- **WHAT IS ASKED**:
• A. Summarize the theatre notice below in two sentences.
• B. In the theatre notice below, transcribe the passage from "It’s a constant" up to and including "is utterly fascinating." with no changes to the wording.
• C. Recast the paragraph of the theatre notice below that begins "Recipient of the Governor General's" as a bulleted list that retains its main facts.

---------- EXCERPT PROVIDED

Un vent se lève qui éparpille at the NAC

Un vent se lève qui éparpille
making its première at the NAC Théâtre français
with English surtitles on Friday Feb. 12
February 10 – 13 at 8 p.m.
in the NAC Studio

The door slams behind him like a shot from a .22;
A crow takes flight
On the other side of the screen door, a woman forever frozen, her mouth open: a pillar of salt
The man might come back; he might come back and undo the curse of a word, a gesture
But he gets into his brand new red pickup
The screech of tires biting the gravel
The dust rising and then falling back to the ground
And after that the silence

Excerpt, Un vent se lève qui éparpille, Jean Marc Dalpé

Recipient of the Governor General’s Literary Award for fiction in 2000, the first novel by Jean Marc Dalpé, Un vent se lève qui éparpille, stirs up our emotions and memory. Transposed to the stage by Geneviève Pineault of the Théâtre du Nouvel Ontario, the rising wind spares nothing and no one. Passion, desire, hatred, betrayal and abandonment are the component elements in this polyphonic text of tangled, troubled voices tinged with the lyrical and the violent.

The story of 17-year-old Marie, of Marcel and his rose tattoo, of Joseph and his brand new red pickup, of Rose and her white shoes on the banks of the Waba belong as much to the collective psyche as to extraordinary passion. Forbidden desire, a love triangle, murder, a poetic text and images underpin Geneviève Pineault’s description of the story:

It’s a constant to-and-fro, from the head to the gut, from the gut to the head. We vicariously live the lives of the protagonists, who succumb to their urges and rages, their fiery spirit. The burden of fate that awaits them is utterly fascinating.

--------------------
---------- RECORDED INFORMATION

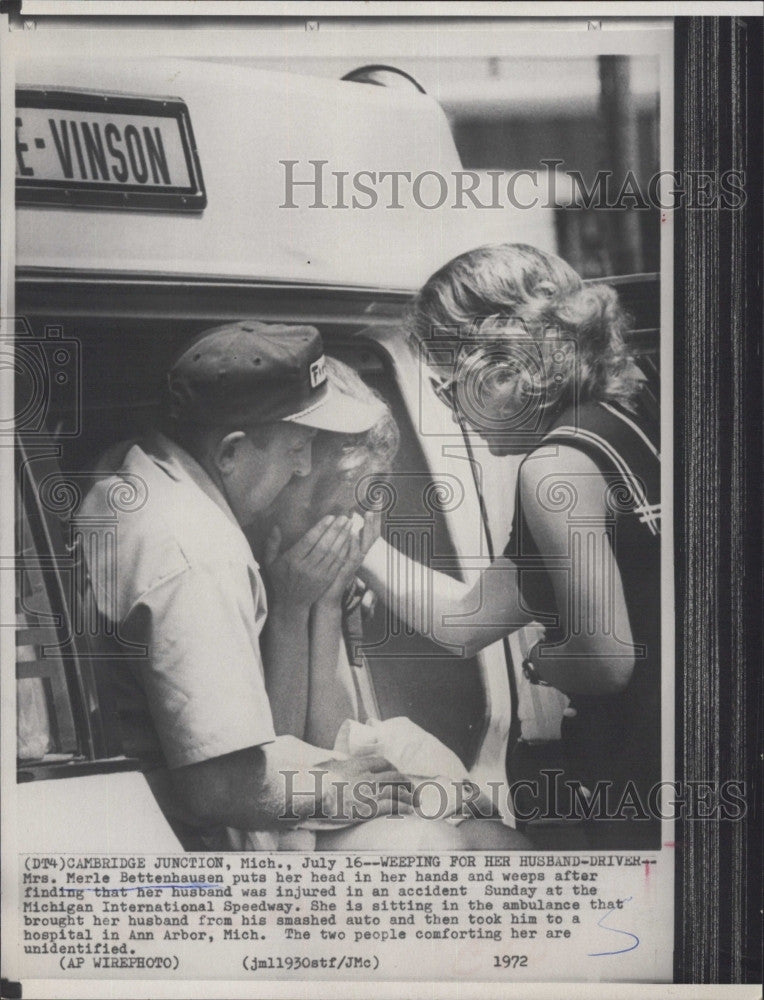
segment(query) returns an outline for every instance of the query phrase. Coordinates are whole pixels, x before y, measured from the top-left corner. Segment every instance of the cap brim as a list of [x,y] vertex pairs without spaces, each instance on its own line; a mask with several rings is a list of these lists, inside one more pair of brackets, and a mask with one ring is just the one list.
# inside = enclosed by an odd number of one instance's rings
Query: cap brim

--------------------

- **THE ANSWERS**:
• A. Un vent se lève qui éparpille, the first novel by Jean Marc Dalpé and the recipient of the Governor General's Literary Award for fiction in 2000, has been adapted for the stage by Geneviève Pineault of the Théâtre du Nouvel Ontario and is premiering at the NAC Théâtre français in the NAC Studio from February 10 to 13 at 8 p.m., with English surtitles on Friday, February 12. The work tells the story of Marie, Marcel, Joseph and Rose through passion, forbidden desire, a love triangle, betrayal and murder, in a polyphonic text whose voices are both lyrical and violent.

• B.
It’s a constant to-and-fro, from the head to the gut, from the gut to the head. We vicariously live the lives of the protagonists, who succumb to their urges and rages, their fiery spirit. The burden of fate that awaits them is utterly fascinating.

• C.
- Un vent se lève qui éparpille, Jean Marc Dalpé's first novel, received the Governor General's Literary Award for fiction in 2000.
- The novel stirs up emotions and memory.
- Geneviève Pineault of the Théâtre du Nouvel Ontario transposed it to the stage.
- Its component elements are passion, desire, hatred, betrayal and abandonment.
- It is a polyphonic text of tangled, troubled voices tinged with the lyrical and the violent.